Tally the lines in the material below that contain the string "instance", matching case exactly. Give only the number.

**DATA IN THIS EXERCISE:**
========
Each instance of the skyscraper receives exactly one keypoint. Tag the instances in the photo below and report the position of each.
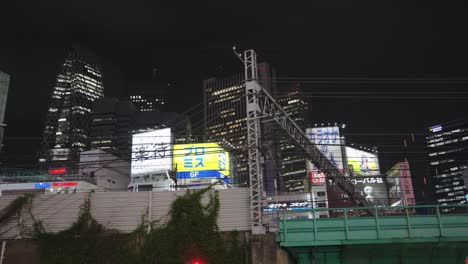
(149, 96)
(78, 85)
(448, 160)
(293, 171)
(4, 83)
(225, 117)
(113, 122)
========
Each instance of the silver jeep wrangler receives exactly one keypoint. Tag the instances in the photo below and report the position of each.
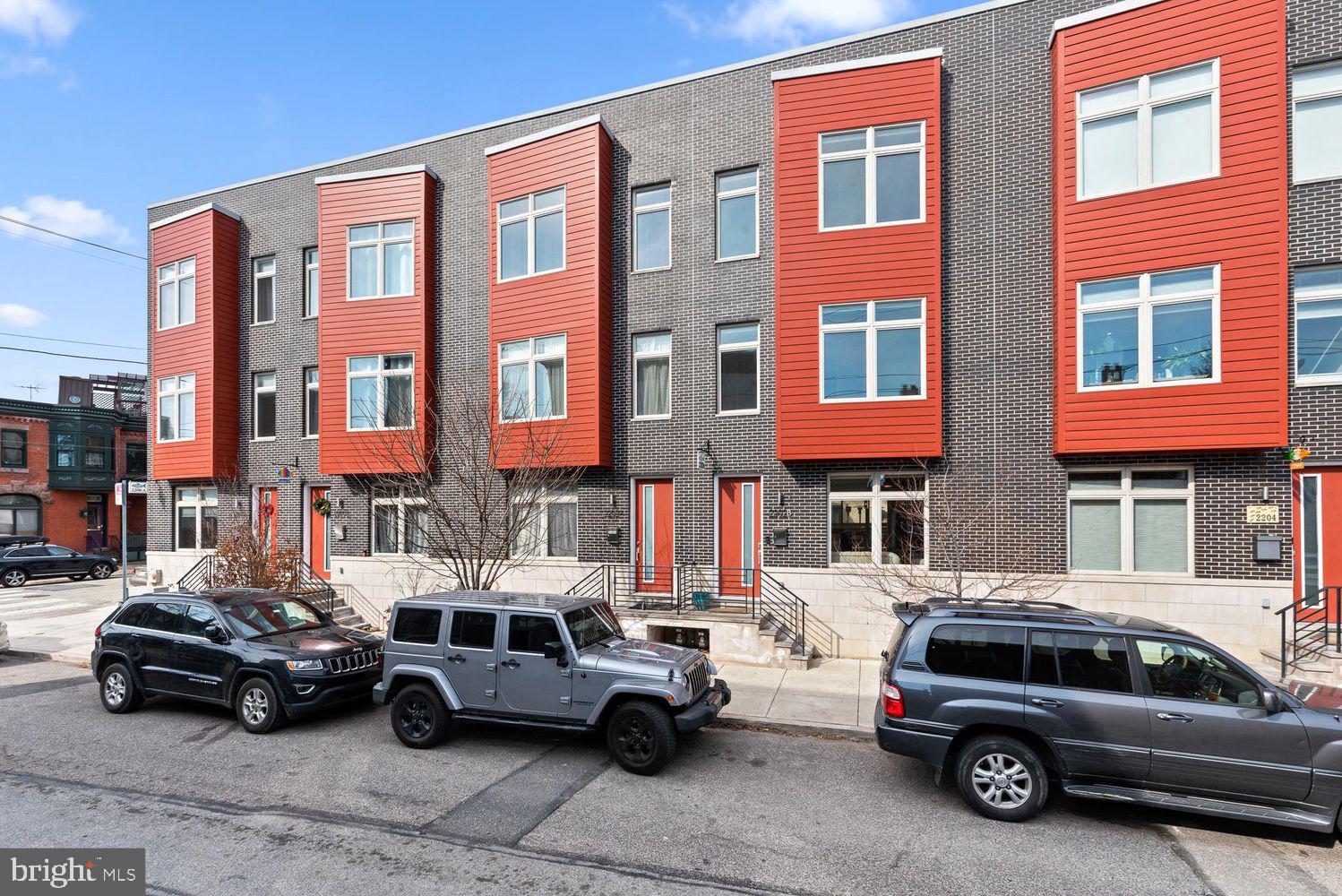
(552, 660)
========
**REPLY:**
2